WRITTEN EXERCISE:
Pick out every line of the material below that contains the string "zucchini", and copy each one.

RECORDS FOR THIS TASK:
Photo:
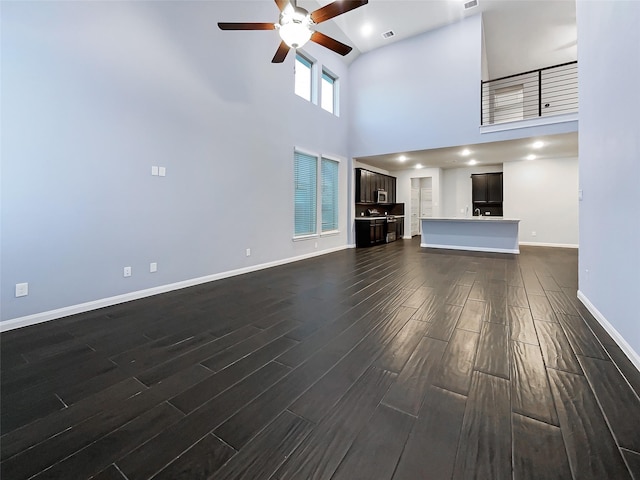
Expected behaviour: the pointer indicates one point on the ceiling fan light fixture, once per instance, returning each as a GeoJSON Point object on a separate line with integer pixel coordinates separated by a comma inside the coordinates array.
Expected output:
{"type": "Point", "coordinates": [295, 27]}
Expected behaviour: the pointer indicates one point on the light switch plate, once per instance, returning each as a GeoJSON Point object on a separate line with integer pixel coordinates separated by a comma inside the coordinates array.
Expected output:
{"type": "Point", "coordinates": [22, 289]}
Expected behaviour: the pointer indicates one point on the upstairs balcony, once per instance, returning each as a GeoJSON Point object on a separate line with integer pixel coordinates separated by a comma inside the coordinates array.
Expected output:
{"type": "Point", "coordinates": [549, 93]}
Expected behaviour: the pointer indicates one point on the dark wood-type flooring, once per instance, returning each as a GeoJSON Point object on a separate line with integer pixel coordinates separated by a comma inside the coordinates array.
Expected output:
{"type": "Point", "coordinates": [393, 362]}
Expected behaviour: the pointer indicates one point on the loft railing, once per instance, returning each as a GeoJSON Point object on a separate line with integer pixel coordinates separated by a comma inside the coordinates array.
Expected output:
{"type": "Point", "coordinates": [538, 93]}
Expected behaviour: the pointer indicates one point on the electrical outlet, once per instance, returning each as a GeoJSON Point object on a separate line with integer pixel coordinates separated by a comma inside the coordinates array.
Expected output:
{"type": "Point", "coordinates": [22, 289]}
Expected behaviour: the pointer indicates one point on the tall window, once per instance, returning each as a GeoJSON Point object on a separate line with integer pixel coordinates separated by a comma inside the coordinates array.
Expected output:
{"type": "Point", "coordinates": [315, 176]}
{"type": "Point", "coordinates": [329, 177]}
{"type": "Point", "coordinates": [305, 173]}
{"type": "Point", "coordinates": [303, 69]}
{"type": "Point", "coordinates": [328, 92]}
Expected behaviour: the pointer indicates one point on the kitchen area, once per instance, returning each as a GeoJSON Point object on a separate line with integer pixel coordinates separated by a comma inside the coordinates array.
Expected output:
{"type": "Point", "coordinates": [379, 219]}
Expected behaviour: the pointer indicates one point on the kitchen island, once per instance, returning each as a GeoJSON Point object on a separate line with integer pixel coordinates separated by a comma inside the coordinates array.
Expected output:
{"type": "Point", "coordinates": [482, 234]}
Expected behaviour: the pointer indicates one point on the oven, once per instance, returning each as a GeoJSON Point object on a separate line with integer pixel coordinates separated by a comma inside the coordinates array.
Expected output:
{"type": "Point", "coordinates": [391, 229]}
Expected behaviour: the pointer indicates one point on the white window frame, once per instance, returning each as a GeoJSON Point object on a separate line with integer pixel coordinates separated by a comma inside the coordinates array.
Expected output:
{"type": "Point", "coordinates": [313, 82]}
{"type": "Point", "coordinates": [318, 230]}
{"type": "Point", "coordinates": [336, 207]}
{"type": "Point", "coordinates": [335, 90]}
...
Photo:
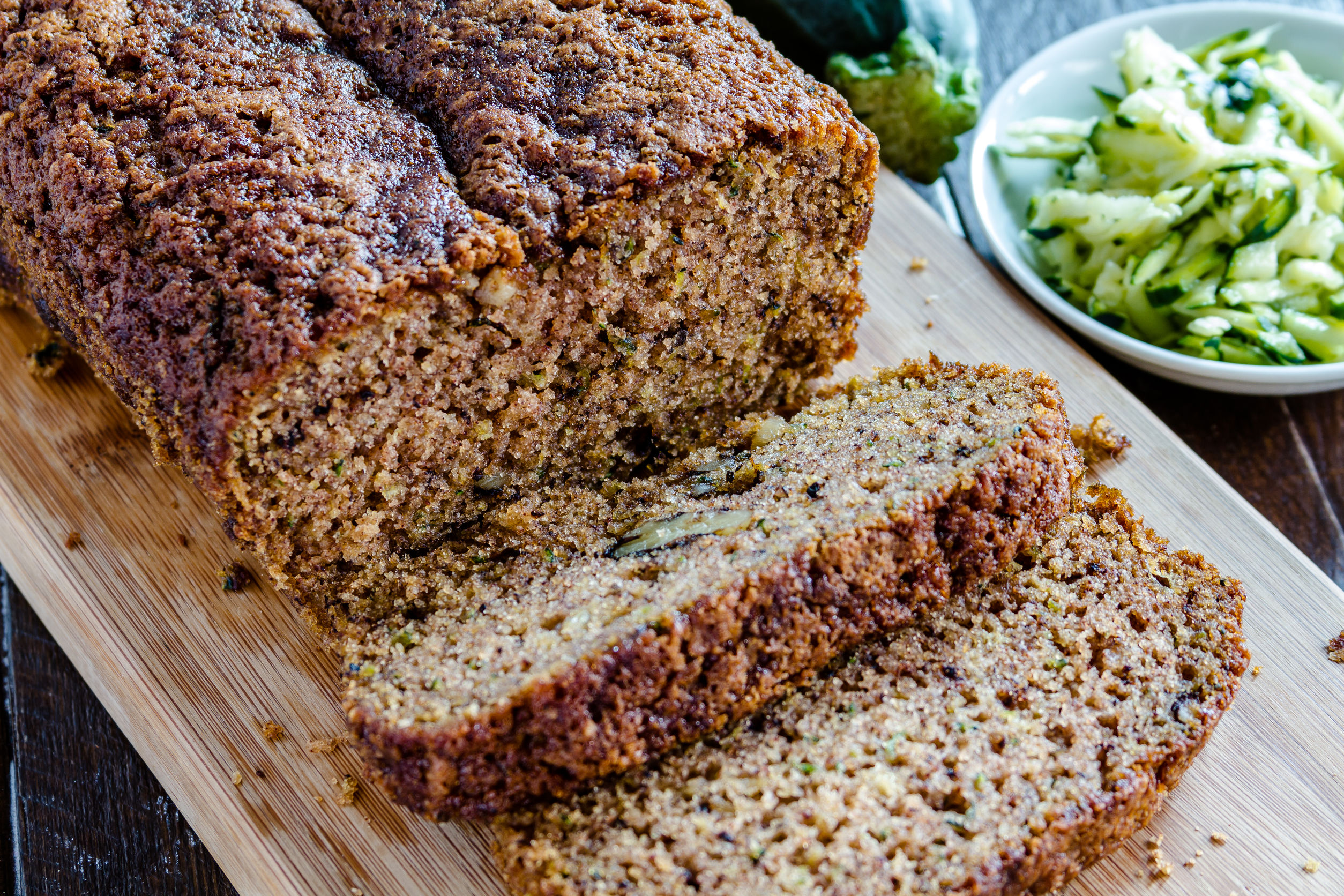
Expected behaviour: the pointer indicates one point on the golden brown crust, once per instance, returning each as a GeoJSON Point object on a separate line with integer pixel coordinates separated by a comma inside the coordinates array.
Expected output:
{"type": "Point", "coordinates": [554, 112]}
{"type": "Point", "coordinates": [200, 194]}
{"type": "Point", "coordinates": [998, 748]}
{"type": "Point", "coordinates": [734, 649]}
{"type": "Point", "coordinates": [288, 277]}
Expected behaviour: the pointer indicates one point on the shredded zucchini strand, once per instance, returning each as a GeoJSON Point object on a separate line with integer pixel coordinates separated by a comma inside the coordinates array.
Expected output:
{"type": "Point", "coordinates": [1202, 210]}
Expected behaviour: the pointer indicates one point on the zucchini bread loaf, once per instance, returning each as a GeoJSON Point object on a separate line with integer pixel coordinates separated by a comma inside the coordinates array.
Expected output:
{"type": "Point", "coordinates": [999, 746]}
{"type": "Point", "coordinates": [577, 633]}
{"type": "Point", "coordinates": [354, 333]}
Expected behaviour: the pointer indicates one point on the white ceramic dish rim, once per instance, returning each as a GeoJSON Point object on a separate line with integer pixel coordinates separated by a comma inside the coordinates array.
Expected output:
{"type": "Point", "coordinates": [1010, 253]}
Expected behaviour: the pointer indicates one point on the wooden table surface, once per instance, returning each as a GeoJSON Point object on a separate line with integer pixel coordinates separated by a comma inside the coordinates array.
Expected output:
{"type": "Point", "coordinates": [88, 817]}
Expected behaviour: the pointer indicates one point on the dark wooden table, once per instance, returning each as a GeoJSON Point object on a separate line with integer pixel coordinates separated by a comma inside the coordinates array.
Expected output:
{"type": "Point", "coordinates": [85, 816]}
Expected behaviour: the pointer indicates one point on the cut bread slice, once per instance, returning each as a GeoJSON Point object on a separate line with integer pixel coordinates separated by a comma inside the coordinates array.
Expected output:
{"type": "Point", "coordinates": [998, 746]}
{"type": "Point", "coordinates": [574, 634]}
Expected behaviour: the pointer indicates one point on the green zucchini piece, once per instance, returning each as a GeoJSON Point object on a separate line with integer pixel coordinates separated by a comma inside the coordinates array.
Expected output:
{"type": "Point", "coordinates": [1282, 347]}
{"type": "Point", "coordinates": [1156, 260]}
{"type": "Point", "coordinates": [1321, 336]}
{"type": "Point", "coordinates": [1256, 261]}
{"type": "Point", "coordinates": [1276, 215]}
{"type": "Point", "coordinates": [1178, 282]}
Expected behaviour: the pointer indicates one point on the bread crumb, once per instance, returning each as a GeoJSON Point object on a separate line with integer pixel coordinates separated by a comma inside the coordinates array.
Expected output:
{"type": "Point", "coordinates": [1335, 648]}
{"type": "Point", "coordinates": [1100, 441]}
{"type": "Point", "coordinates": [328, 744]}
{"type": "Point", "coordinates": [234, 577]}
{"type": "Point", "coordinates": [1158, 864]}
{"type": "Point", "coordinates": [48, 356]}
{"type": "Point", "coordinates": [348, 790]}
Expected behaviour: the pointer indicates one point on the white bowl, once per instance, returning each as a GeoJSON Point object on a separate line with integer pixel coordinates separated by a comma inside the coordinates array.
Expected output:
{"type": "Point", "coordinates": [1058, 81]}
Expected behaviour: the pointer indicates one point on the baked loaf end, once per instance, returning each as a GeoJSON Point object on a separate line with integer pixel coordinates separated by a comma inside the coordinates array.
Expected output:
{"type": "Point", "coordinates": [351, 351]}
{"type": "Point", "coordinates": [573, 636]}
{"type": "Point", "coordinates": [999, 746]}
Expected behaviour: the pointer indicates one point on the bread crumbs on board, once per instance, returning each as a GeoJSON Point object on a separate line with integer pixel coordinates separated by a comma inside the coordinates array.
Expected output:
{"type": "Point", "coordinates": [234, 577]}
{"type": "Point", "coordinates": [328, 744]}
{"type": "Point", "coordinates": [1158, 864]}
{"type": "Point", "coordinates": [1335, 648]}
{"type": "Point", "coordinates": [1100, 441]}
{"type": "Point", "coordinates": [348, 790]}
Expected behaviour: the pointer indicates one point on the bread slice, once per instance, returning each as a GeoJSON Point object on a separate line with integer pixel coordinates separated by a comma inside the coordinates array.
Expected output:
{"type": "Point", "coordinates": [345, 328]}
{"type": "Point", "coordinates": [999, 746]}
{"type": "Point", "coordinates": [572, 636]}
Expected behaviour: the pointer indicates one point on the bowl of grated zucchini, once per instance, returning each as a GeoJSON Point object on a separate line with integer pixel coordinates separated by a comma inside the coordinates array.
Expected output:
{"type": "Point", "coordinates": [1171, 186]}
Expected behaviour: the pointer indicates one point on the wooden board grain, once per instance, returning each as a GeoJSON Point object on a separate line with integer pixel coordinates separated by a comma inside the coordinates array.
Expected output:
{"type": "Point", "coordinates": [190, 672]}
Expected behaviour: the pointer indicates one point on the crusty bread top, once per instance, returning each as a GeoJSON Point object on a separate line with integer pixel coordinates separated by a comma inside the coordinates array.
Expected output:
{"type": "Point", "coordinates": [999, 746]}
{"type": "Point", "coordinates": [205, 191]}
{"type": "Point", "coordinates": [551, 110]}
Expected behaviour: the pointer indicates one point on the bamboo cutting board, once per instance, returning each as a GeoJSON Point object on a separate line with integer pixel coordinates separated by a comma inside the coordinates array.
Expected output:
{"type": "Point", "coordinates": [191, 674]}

THE SOLUTION:
Expected behaviour: the pointer indicates one point on the shredded zucchini strand, once per instance, returning each as a GeoJSON Point object on a separate line with integer pixel coordinates separated by a comma inside the coordinates array.
Expected behaviour: the pointer indicates one point on the zucchini bread loaf, once per instance, returning each as a GeoJSON Point object on a separate line with integer pixel coordinates separated by a comma inside the coordinates array.
Expected behaviour: the pointer indicates one point on the green zucchini piece, once per instance, returning each as a GeoJSON Point object on a separate line with integer pixel coordinates separated by a comma inside the coordinates array.
Expected behaviour: the pointer indicates one point on the bowl of grated zucchini, once per instance, returning each as a GeoJSON Point object on a separate line with integer pixel coordinates separated by a comma inside the coordinates array.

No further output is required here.